Start DOCUMENT SEGMENT
Understanding SYNC Performance

Status
Not open for further replies.

acook8103

Dabbler
Joined
Mar 6, 2012
Messages
12
I'm trying to understand the performance of my server, and I'm totally baffled by my results.
I built this server years ago for the experience, and recently thought about upgrading due to poor performance, so I wanted to see if there was anything I could do to stretch its life.


The SATA was not working on my mobo and I was using a PCI card. Upgrading the BIOS on my motherboard fixed that, and moving to them drastically improved the performance. Since then I’ve been runnings tests on every combination I can think of.
My setup is 3 1TB 7200RPM Samsung drives, in RAIDZ. I was able to pull an SSD after upgrading my Desktop, I made a 2GB partition and added it as the SLOG. I plan to use the server for ESXi, so SYNC writes will be common, probably not necessary for my setup, but I already have the drive. This system, as old as it is, is on a Dual-Core AMD 64 w/8GB.


SYNC
-DISABLED
-ALWAYS
PROTOCOLS
-LOCAL
-NFS
-CIFS
-iSCSI

The file sharing protocols perform more or less the same so I will lump them together. For these tests, I’m just providing typical ‘dd’ results since they’re pretty typical for all the iozone tests I’ve run. I can also confirm these results from watching ‘zpool iostat -v’.

Locally
ASYNC 180 MB/s
SYNC 58 MB/s
File Sharing
ASYNC 34 MB/s
SYNC 14 MB/s
iSCSI
ASYNC 39 MB/s
SYNC 10 MB/s

If I run ‘iperf’, I basically hit the practical max: 938Mbps

I know this is not a fast pool, but it’s significantly faster than what I was using when I was on the PCI card. Based on the local results, I feel like I should be capable of much better network results. These are tolerable for me for the foreseeable future until a proper upgrade is possible.

I’ve run the tests (that I could) from a Mac and from from a VM guest (the guest is installed to local storage, I created 2 drives ‘async’ & ‘sync’ and ran dd directly on them sdb/sdc for the iSCSI tests). I’ve made sure to use Intel NICS on both machines, but that made no noticeable difference.
End DOCUMENT SEGMENT
Start DATASET RECORDS
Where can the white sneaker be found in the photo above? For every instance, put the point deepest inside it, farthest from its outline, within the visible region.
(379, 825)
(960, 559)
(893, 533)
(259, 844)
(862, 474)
End DATASET RECORDS
● **WORK TO COMPLETE**
1. Repeat the stretch of the SYNC performance thread from "My setup is" through "AMD 64 w/8GB.".
2. Summarize the SYNC performance thread in two sentences.
The items aren't needed for anything here.

● **TASK ANSWERS**
1.
My setup is 3 1TB 7200RPM Samsung drives, in RAIDZ. I was able to pull an SSD after upgrading my Desktop, I made a 2GB partition and added it as the SLOG. I plan to use the server for ESXi, so SYNC writes will be common, probably not necessary for my setup, but I already have the drive. This system, as old as it is, is on a Dual-Core AMD 64 w/8GB.

2. After a BIOS upgrade let an aging RAIDZ server of three 1TB drives use the motherboard SATA instead of a PCI card, the poster tested it with SYNC disabled and always, using an SSD partition as the SLOG, locally and over NFS, CIFS, and iSCSI. Local writes reached 180 MB/s async and 58 MB/s sync, but file sharing managed only 34 and 14 MB/s and iSCSI 39 and 10 MB/s even though iperf showed 938Mbps, so the poster feels the network results should be much better.